• _The data_

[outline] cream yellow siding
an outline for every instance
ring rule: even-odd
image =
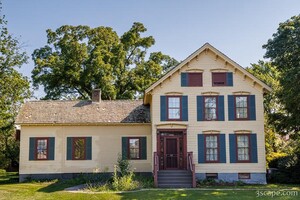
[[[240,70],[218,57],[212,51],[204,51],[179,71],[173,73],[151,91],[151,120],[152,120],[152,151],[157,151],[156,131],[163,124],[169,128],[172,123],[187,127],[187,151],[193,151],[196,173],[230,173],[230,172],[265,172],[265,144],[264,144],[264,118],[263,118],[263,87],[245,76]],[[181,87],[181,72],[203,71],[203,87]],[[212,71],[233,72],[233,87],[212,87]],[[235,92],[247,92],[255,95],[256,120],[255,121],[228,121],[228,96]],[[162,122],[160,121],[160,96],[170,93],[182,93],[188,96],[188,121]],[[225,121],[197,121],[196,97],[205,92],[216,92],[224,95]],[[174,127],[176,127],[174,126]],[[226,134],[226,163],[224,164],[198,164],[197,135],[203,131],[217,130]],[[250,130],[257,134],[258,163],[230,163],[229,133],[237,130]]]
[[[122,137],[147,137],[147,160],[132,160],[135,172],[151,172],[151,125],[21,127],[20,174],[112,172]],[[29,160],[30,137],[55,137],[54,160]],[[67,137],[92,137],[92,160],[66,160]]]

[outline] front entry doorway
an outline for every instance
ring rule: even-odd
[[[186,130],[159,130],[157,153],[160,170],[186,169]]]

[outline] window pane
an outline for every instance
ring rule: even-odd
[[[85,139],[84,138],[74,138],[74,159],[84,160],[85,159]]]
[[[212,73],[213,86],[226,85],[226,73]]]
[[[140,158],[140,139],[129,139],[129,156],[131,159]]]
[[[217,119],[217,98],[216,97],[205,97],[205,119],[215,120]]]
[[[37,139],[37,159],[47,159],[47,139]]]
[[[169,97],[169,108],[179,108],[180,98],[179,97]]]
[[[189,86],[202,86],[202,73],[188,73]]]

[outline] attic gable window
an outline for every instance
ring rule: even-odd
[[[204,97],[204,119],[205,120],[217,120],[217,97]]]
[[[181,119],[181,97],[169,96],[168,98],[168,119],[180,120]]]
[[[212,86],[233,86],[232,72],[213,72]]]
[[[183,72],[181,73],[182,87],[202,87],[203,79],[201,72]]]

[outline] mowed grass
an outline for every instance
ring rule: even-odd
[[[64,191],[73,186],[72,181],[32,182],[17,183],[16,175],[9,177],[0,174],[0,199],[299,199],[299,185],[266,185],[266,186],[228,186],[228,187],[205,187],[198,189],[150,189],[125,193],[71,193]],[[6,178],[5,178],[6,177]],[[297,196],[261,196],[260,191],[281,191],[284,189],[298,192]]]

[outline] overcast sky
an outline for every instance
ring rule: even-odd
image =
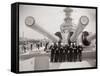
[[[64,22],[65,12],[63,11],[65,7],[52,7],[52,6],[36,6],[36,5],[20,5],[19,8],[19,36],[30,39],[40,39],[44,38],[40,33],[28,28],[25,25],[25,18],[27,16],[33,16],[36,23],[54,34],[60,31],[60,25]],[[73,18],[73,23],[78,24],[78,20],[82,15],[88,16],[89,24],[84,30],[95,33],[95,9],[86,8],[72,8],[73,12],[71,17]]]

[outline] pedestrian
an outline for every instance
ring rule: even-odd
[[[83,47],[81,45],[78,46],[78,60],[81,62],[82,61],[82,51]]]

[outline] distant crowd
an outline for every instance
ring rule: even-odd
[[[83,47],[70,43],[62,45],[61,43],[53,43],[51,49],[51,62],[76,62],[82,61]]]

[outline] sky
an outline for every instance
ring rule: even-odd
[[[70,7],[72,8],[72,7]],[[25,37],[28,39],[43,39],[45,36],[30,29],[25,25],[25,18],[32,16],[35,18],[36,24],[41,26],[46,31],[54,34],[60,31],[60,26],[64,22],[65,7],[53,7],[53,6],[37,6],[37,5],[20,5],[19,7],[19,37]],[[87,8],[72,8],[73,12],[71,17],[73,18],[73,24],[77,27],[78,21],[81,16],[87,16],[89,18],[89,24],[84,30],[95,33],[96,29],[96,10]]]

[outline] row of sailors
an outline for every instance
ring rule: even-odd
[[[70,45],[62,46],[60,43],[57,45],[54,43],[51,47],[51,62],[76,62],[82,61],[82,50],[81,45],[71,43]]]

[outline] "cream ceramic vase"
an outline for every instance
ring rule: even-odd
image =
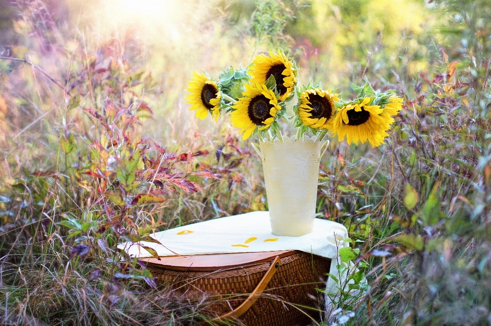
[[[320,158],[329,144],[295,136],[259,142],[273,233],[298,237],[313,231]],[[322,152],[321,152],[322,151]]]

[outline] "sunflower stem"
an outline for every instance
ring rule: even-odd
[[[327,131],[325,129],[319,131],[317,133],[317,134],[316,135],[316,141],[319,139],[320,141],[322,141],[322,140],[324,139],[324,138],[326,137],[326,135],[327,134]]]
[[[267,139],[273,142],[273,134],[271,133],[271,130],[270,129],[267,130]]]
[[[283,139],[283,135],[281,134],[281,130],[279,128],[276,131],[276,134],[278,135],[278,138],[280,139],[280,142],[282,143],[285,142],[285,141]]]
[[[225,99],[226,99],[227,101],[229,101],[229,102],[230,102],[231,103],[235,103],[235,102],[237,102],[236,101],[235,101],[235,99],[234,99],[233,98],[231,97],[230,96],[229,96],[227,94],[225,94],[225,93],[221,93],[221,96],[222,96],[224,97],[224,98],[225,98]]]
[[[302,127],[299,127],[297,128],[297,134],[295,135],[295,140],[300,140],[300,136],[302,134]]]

• _Directive_
Could you write out all the records above again with "an outline for every instance" switched to "one outline per instance" everywhere it occurs, keeping everything else unchanged and leaving out the pictures?

• _Written response_
[outline] cream yellow siding
one outline per instance
ring rule: even-odd
image =
[[[240,70],[218,57],[212,51],[204,51],[179,71],[173,73],[151,91],[151,120],[152,120],[152,151],[157,151],[156,131],[163,124],[169,128],[172,123],[187,127],[187,151],[193,151],[196,173],[230,173],[230,172],[265,172],[265,144],[264,144],[264,118],[263,118],[263,87],[245,76]],[[181,87],[181,72],[203,71],[203,87]],[[212,71],[233,72],[233,87],[212,87]],[[235,92],[247,92],[255,95],[256,120],[255,121],[228,121],[228,96]],[[162,122],[160,121],[160,96],[170,93],[182,93],[188,96],[188,121]],[[225,121],[197,121],[196,97],[205,92],[216,92],[224,95]],[[174,127],[176,127],[174,126]],[[226,134],[226,163],[224,164],[198,164],[197,135],[203,131],[217,130]],[[250,130],[257,134],[258,163],[230,163],[229,133],[237,130]]]
[[[122,137],[147,137],[147,160],[132,160],[135,172],[151,172],[151,125],[21,127],[20,174],[112,172]],[[29,160],[30,137],[55,137],[54,160]],[[67,137],[92,137],[92,160],[66,160]]]

[outline] front entry doorway
one outline per instance
ring rule: even-odd
[[[186,130],[159,130],[157,153],[160,170],[186,169]]]

[outline] window pane
one outline per instance
ring rule: even-odd
[[[85,139],[84,138],[74,138],[74,159],[84,160],[85,159]]]
[[[212,73],[213,86],[226,85],[226,73]]]
[[[140,158],[140,139],[129,139],[129,156],[131,159]]]
[[[217,119],[217,98],[216,97],[205,97],[205,119],[215,120]]]
[[[37,139],[37,159],[47,159],[47,139]]]
[[[169,97],[169,108],[179,108],[180,98],[179,97]]]
[[[189,86],[202,86],[202,73],[188,73]]]

[outline] attic gable window
one outline per instance
ring rule: even-odd
[[[204,97],[204,119],[205,120],[217,120],[217,97]]]
[[[181,119],[181,97],[169,96],[168,98],[168,119],[180,120]]]
[[[212,86],[233,86],[232,72],[213,72]]]
[[[183,72],[181,73],[182,87],[202,87],[203,79],[201,72]]]

[outline] mowed grass
one outline per instance
ring rule: even-odd
[[[64,191],[73,186],[72,181],[32,182],[17,183],[16,175],[9,177],[0,174],[0,199],[299,199],[299,185],[266,185],[266,186],[228,186],[228,187],[205,187],[198,189],[150,189],[125,193],[71,193]],[[6,178],[5,178],[6,177]],[[297,196],[261,196],[260,191],[281,191],[284,189],[298,192]]]

[outline] overcast sky
one outline per instance
ring rule: even-odd
image =
[[[64,22],[65,12],[63,11],[65,7],[52,7],[52,6],[36,6],[36,5],[20,5],[19,8],[19,36],[30,39],[40,39],[44,38],[40,33],[28,28],[25,25],[25,18],[27,16],[33,16],[36,23],[54,34],[60,31],[60,25]],[[73,18],[73,23],[78,24],[78,20],[82,15],[88,16],[89,24],[84,30],[95,33],[95,9],[86,8],[72,8],[73,12],[71,17]]]

[outline] pedestrian
one outline per instance
ring rule: even-odd
[[[83,47],[81,45],[78,46],[78,60],[81,62],[82,61],[82,51]]]

[outline] distant crowd
one outline per instance
ring rule: even-odd
[[[83,47],[70,43],[62,45],[61,43],[53,43],[51,49],[51,62],[76,62],[82,61]]]

[outline] sky
one outline per instance
ring rule: even-odd
[[[70,7],[72,8],[72,7]],[[25,37],[28,39],[43,39],[45,36],[30,29],[25,25],[25,18],[32,16],[35,18],[36,24],[41,26],[46,31],[54,34],[60,31],[60,26],[64,22],[65,7],[53,7],[53,6],[37,6],[37,5],[20,5],[19,7],[19,37]],[[87,8],[72,8],[73,12],[71,17],[73,18],[73,24],[77,27],[78,21],[81,16],[87,16],[89,18],[89,24],[84,30],[95,33],[96,29],[96,10]]]

[outline] row of sailors
one outline per instance
ring rule: even-odd
[[[70,45],[62,46],[60,43],[57,45],[54,43],[51,47],[51,62],[76,62],[82,61],[82,50],[81,45],[71,43]]]

[outline] "cream ceramic vase"
one outline per instance
ring rule: even-odd
image =
[[[320,158],[329,144],[295,136],[259,142],[273,233],[298,237],[313,231]],[[322,152],[321,152],[322,151]]]

[outline] "sunflower stem"
one outline per instance
ring rule: even-odd
[[[327,131],[325,129],[319,131],[317,133],[317,134],[316,135],[316,141],[319,139],[320,141],[322,141],[322,140],[324,139],[324,138],[326,137],[326,135],[327,134]]]
[[[267,139],[273,142],[273,134],[271,133],[271,130],[270,129],[267,130]]]
[[[283,139],[283,135],[281,134],[281,130],[279,128],[276,131],[276,134],[278,135],[278,138],[280,139],[280,142],[282,143],[285,142],[285,141]]]
[[[225,99],[226,99],[227,101],[229,101],[229,102],[230,102],[231,103],[235,103],[235,102],[237,102],[236,101],[235,101],[235,99],[234,99],[233,98],[231,97],[230,96],[229,96],[227,94],[225,94],[225,93],[221,93],[221,96],[222,96],[224,97],[224,98],[225,98]]]
[[[302,127],[299,127],[297,128],[297,134],[295,135],[295,140],[300,140],[300,136],[302,134]]]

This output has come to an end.